## Consigne A
Dans le texte sur les collectifs ALS, recopiez le passage qui s'ouvre sur les mots contenant « Dans les grandes » et se clôt sur « de la structure. », en remplaçant « bénévoles » par « motivé·es ».
## Consigne B
Présentez sous forme de liste le paragraphe du texte sur les collectifs ALS qui commence par « La stratégie actuelle », en conservant ses faits principaux.

## Texte de la page
Dans les grandes manifs parisiennes, qui peuvent rassembler des dizaines de milliers de personnes, les collectifs ALS s’agglomèrent généralement, en confiant à l’union régionale Île-de-France (Urif) le soin de les coordonner. Pour une initiative unitaire, les collectifs ALS peuvent se fondre au sein d’un SO unitaire avec Solidaires, la FSU ou la CNT.
Qui sont les membres des collectifs ALS ?
Les adhérent·es qui rejoignent leur collectif ALS à l’occasion d’une apparition publique de la CGT sont des syndiqué·es volontaires et bénévoles. Ils et elles sont mandaté·es par leur syndicat pour participer au collectif ALS qui, pour le reste, s’autogère comme bon lui semble. Pour que collectif ALS ne s’autonomise pas, il doit nécessairement être coordonné par une ou un camarade élu à commission exécutive de la structure.
En Île-de-France, de nombreux secteurs de la CGT contribuent activement aux collectifs ALS : le Spectacle, le Livre, l’Éducation, la Santé, l’Agroalimentaire, les UD…
Quelle sont le rôle et la stratégie des collectifs ALS ?
La plupart du temps, il s’agit de sécuriser les manifestantes et manifestants qui marchent avec la CGT, en coordonnant le déplacement collectif des cortèges, en garantissant la fluidité de leur progression et en prévenant les risques liés à la circulation. Depuis les années Valls et l’intensification de la répression, ils doivent également s’interposer régulièrement pour empêcher l’attaque des cortèges syndicaux par la police. Les ALS sont également présents pour soutenir les luttes locales et faciliter les initiatives plus « spectaculaires ».
La stratégie actuelle, impulsée notamment grâce à l’apport des féministes de la CGT, repose sur la désescalade, la féminisation, le pluralisme et l’élargissement à l’ensemble des organisations qui composent la confédération. Un effort est porté pour faire reculer le machisme et les postures virilistes, tout en encourageant les militantes à prendre des responsabilités de coordination. Les dérapages violents et les fonctionnements en « électron libre » ne sont pas tolérés, et il est entendu que leurs auteurs doivent être évincés ; il suffit en effet d’un dérapage individuel pour ternir l’image d’un collectif.
Bien sûr, l’action de rue n’est pas une science exacte, et des militantes et militants sous pression tout le long d’une manif peuvent encore commettre un geste « regrettable », mais les consignes sont politiquement claires et clean.
Y a-t-il collaboration avec la police ?
Il ne doit jamais y avoir de collaboration entre les collectifs ALS et la police : l’existence même des collectifs ALS se justifie par la volonté des syndicalistes de demeurer indépendant·es de l’État, et de se donner les moyens d’assurer leur autoprotection. Il est arrivé que la préfecture diffuse elle-même des rumeurs d’« étroite collaboration » entre la police et les syndicats afin de semer la zizanie. Pourtant, depuis 2016-2017 en Île-de-France, les violences policières à l’égard des manifs syndicales et la pression policière constante sur les collectifs ALS devraient suffire à annihiler les discours prémâchés sur « la CGT collabo de la police ».

## Données enregistrées
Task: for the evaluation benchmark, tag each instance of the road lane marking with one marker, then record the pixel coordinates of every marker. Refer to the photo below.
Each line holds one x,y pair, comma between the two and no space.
* * *
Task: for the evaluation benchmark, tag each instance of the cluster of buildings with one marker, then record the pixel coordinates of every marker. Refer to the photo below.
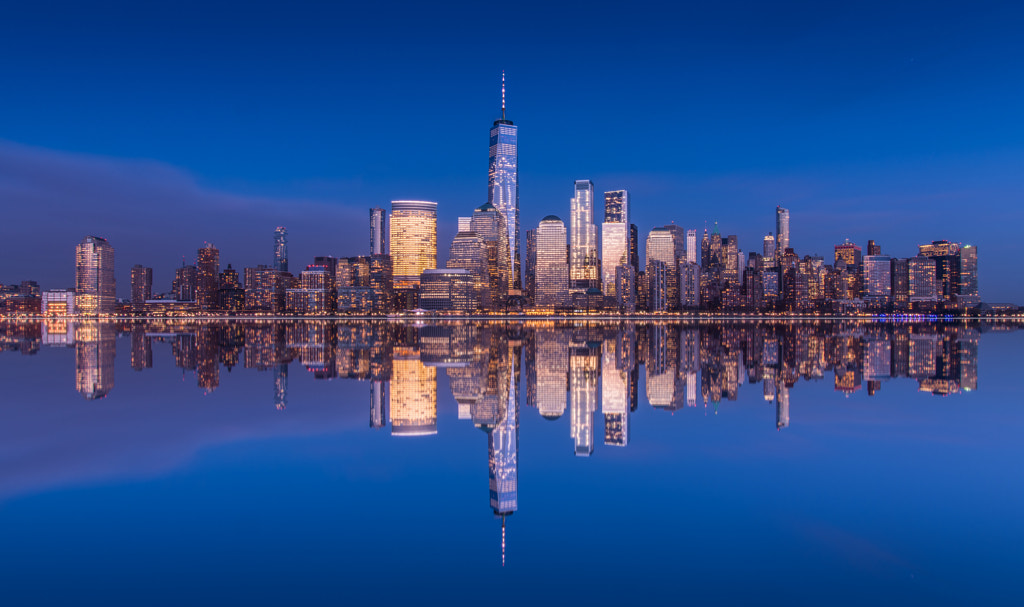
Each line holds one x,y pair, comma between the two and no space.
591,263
==
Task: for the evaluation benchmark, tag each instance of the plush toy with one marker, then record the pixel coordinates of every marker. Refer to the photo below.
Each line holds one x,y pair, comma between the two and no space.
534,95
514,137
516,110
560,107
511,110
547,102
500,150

## Solution A
Dans les grandes manifs parisiennes, qui peuvent rassembler des dizaines de milliers de personnes, les collectifs ALS s’agglomèrent généralement, en confiant à l’union régionale Île-de-France (Urif) le soin de les coordonner. Pour une initiative unitaire, les collectifs ALS peuvent se fondre au sein d’un SO unitaire avec Solidaires, la FSU ou la CNT.
Qui sont les membres des collectifs ALS ?
Les adhérent·es qui rejoignent leur collectif ALS à l’occasion d’une apparition publique de la CGT sont des syndiqué·es volontaires et motivé·es. Ils et elles sont mandaté·es par leur syndicat pour participer au collectif ALS qui, pour le reste, s’autogère comme bon lui semble. Pour que collectif ALS ne s’autonomise pas, il doit nécessairement être coordonné par une ou un camarade élu à commission exécutive de la structure.

## Solution B
- La stratégie actuelle a été impulsée notamment grâce à l'apport des féministes de la CGT.
- Elle repose sur la désescalade, la féminisation, le pluralisme et l'élargissement à l'ensemble des organisations de la confédération.
- Un effort est fait pour faire reculer le machisme et les postures virilistes.
- Les militantes sont encouragées à prendre des responsabilités de coordination.
- Les dérapages violents et les fonctionnements en « électron libre » ne sont pas tolérés, et leurs auteurs doivent être évincés.
- Un seul dérapage individuel suffit à ternir l'image d'un collectif.